TASK TO CARRY OUT: Gather all lines in the entries below that include the word "grass".

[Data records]
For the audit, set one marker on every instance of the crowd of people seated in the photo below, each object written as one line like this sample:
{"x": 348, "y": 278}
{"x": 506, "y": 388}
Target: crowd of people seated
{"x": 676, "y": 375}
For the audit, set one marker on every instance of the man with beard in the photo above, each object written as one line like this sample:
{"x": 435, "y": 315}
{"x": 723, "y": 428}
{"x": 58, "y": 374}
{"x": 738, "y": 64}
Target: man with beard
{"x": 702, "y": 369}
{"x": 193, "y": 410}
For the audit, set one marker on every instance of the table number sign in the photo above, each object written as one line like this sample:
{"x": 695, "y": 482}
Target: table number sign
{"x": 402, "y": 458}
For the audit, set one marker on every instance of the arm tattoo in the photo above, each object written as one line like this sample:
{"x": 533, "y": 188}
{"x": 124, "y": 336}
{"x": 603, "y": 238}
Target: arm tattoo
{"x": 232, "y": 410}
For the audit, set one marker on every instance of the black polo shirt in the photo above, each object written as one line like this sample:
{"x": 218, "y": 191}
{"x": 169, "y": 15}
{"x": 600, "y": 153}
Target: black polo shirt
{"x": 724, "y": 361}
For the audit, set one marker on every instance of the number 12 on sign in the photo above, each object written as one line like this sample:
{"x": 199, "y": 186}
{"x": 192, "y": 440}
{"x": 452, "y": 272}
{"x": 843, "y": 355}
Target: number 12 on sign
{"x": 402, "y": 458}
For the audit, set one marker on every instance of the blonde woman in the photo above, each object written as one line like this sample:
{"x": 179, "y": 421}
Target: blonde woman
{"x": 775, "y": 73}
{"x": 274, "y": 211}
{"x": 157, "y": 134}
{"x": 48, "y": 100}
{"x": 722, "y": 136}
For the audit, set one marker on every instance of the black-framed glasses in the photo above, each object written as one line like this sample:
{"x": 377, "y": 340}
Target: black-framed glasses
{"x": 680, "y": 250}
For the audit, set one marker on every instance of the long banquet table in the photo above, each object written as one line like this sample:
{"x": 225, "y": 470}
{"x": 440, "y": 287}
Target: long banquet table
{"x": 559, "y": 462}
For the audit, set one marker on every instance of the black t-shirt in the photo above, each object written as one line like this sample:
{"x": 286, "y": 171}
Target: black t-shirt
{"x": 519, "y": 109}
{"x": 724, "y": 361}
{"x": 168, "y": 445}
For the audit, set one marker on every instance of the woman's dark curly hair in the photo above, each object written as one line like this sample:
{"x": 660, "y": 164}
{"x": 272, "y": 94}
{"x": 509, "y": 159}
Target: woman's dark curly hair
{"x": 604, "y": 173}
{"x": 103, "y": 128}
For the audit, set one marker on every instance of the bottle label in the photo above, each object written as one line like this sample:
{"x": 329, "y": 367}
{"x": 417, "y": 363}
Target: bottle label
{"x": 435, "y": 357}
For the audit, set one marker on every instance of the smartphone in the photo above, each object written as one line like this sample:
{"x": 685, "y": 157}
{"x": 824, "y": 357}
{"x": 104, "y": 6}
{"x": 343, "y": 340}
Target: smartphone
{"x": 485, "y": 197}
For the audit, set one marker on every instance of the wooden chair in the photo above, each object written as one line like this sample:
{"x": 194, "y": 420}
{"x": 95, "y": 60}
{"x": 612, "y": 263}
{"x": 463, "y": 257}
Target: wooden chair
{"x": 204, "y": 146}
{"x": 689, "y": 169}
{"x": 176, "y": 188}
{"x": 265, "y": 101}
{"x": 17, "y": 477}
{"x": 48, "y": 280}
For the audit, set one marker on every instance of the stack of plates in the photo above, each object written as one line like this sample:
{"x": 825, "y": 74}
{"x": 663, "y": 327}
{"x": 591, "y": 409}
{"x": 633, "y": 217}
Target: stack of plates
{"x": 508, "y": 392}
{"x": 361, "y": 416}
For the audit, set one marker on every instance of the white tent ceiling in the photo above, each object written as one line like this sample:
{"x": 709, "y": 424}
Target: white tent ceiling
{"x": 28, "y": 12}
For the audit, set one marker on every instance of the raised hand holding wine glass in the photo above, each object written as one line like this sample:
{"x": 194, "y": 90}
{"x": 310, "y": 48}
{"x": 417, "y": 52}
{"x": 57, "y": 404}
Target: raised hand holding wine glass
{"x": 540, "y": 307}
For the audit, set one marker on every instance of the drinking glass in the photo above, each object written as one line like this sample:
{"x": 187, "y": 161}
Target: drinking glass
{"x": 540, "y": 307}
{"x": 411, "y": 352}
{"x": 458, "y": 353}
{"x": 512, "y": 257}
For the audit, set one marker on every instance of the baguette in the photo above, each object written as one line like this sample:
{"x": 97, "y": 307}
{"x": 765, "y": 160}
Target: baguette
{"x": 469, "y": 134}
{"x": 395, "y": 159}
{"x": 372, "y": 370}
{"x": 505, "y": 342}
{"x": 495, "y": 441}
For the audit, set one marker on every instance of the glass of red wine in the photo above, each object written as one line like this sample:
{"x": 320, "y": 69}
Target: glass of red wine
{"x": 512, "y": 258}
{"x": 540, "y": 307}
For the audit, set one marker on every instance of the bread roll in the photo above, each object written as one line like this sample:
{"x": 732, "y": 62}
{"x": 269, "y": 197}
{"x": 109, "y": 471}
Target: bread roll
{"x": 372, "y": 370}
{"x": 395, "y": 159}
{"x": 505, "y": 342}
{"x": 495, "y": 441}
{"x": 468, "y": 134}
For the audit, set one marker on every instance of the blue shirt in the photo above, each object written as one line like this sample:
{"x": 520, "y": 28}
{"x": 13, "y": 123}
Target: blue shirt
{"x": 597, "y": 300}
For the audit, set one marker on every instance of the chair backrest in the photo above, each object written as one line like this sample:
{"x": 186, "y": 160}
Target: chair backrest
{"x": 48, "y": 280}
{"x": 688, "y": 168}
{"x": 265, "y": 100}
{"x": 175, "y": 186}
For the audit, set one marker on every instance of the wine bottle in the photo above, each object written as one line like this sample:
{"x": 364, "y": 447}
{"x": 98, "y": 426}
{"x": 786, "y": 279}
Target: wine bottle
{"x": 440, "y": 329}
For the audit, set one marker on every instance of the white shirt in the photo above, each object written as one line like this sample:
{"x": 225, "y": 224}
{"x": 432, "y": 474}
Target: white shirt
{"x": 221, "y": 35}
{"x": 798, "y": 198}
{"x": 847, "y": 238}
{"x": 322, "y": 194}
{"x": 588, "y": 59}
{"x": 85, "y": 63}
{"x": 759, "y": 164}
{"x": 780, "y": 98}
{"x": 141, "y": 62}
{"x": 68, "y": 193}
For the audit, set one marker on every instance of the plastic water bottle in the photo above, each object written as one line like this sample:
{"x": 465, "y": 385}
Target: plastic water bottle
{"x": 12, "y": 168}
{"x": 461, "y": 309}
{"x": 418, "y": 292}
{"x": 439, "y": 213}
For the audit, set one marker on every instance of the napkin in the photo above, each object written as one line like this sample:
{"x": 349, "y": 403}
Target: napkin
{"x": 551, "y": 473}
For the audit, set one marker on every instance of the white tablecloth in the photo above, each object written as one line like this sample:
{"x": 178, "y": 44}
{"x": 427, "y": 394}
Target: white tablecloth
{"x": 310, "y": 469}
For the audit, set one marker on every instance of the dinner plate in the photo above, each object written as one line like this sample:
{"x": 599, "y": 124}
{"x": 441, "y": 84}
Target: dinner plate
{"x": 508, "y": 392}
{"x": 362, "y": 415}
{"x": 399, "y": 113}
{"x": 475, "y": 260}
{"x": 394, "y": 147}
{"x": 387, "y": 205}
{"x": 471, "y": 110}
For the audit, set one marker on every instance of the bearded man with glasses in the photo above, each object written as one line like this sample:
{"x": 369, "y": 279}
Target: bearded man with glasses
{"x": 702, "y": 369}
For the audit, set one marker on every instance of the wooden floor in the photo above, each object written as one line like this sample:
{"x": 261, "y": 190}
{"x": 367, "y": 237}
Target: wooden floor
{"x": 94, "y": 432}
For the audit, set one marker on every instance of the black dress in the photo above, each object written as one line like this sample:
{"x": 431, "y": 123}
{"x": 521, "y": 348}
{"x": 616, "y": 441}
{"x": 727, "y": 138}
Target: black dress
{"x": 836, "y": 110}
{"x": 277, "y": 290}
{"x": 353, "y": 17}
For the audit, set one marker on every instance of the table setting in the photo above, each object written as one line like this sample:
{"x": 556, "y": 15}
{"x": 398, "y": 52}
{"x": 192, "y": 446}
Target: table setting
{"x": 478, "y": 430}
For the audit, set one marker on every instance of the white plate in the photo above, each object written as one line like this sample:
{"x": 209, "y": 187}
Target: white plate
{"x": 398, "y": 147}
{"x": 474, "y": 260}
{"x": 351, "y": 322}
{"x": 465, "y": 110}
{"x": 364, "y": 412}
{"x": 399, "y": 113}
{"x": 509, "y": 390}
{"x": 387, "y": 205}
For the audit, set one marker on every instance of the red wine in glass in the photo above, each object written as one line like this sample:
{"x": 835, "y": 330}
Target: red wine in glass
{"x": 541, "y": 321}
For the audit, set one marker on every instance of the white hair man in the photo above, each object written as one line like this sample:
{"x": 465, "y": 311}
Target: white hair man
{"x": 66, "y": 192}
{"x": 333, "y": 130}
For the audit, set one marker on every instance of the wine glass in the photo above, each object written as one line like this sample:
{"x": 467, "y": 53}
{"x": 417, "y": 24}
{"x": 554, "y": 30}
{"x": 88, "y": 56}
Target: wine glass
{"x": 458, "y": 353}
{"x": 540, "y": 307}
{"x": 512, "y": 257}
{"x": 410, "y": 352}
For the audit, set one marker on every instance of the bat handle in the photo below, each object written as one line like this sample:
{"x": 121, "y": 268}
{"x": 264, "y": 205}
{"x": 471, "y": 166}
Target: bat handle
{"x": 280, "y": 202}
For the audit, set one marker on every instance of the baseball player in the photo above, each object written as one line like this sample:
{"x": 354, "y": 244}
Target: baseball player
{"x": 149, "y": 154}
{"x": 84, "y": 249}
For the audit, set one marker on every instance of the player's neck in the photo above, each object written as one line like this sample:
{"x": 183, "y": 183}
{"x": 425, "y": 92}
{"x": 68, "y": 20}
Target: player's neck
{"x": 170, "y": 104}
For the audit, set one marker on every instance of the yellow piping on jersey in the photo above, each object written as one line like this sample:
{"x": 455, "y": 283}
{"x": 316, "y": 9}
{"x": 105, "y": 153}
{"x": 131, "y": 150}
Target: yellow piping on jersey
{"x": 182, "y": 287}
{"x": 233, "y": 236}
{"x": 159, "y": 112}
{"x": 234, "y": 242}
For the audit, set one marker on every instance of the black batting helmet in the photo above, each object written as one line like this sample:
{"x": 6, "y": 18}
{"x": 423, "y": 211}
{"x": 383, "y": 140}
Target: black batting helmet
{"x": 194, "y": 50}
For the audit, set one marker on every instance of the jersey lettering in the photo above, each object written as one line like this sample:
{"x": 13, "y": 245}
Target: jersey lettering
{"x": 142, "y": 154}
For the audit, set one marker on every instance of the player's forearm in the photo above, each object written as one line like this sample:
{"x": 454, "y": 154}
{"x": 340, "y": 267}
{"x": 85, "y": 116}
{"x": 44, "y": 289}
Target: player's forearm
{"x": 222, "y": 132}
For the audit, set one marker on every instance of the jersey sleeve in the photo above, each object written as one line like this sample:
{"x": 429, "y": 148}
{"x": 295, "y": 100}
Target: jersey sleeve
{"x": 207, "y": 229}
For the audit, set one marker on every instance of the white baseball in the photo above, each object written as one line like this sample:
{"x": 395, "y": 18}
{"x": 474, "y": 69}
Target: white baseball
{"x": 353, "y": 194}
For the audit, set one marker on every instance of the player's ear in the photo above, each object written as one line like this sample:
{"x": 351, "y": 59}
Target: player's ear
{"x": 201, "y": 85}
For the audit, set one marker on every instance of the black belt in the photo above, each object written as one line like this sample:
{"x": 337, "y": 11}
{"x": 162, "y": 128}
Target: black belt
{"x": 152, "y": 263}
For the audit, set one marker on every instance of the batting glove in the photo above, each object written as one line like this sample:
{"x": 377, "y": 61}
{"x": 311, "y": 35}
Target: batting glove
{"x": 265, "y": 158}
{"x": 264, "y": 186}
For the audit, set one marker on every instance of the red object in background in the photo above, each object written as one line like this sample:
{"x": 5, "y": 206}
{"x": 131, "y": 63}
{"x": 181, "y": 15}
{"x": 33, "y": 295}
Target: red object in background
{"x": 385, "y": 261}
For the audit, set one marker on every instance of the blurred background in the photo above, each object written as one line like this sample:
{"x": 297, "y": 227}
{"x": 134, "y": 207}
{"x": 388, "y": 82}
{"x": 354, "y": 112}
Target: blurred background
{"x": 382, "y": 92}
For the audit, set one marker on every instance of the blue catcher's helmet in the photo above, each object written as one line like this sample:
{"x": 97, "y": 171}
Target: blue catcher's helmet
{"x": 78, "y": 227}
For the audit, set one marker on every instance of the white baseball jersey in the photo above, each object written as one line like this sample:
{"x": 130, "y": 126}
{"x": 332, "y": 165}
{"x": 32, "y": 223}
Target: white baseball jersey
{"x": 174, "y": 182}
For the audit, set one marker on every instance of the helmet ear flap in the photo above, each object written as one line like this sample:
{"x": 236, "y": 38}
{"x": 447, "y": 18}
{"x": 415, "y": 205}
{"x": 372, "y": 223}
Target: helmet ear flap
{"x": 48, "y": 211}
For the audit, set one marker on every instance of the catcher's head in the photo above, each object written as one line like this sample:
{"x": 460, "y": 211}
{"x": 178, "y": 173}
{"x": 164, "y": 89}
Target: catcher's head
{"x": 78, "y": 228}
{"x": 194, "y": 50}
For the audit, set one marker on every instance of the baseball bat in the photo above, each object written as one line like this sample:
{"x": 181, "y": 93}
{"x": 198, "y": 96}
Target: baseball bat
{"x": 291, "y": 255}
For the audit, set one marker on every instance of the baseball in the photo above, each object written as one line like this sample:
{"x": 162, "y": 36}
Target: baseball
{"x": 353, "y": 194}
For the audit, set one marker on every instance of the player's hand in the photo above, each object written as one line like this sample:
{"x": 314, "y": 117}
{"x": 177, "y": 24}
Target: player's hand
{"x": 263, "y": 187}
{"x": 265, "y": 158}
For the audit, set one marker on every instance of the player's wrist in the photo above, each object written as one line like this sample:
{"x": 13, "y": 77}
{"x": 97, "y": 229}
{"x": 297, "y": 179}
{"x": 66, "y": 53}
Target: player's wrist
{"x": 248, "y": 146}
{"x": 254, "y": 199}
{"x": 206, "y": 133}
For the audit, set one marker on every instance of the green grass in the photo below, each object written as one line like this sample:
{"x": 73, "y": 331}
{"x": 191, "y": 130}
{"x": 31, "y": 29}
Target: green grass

WRITTEN SOLUTION:
For the audit, set one marker on every instance of the green grass in the photo below, each object written as one line like this sample:
Target: green grass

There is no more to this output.